## Task details
Resize the point coordinates in the part of the entries below that opens with the line containing "Mark one point on every instance of the orange" and closes with the final line of the entries, both included. Reproduce every line of that part, requests included, with each coordinate in the answers multiplied by 0.95 and rounded to a whole number, halves rounded up.

══ Records for the exercise ══

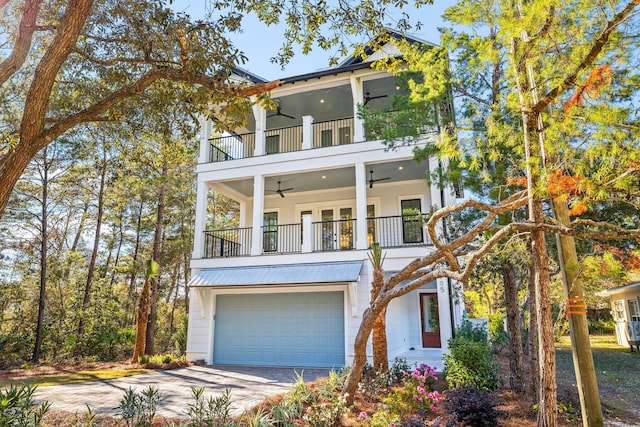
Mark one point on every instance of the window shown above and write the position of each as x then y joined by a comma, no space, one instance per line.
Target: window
411,221
302,214
272,144
619,310
326,138
270,232
344,135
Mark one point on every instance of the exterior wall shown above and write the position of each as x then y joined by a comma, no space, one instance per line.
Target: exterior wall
624,296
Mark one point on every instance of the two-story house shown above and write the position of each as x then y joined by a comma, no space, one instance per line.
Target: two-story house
288,286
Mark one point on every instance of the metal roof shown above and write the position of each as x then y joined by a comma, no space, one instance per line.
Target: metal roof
613,291
325,272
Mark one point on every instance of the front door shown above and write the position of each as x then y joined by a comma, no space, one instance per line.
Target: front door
430,320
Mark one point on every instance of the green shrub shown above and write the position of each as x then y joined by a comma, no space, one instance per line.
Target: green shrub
138,409
214,411
17,408
327,413
416,394
472,407
398,369
470,361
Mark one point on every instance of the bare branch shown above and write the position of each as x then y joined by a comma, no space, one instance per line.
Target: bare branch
588,60
23,39
97,110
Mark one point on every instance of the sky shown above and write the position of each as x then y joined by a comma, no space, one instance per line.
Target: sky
260,42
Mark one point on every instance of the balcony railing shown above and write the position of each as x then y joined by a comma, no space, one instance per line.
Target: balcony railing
284,239
327,236
283,140
398,231
230,242
333,132
231,147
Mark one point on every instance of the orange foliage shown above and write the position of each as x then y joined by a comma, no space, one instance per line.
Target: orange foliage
559,185
599,76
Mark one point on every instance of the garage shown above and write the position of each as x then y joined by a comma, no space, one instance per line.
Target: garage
280,329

═══

## Task output
Mark one point on every instance of the orange foliage shown above and write the position of each as x then y joined by a comma, no space, one instance per line.
Target: orange foliage
531,176
569,72
Mark one point on every instance of the garage shown above and write the position of each as x then y joined by a comma, no space, one instance per line.
Target: garage
266,313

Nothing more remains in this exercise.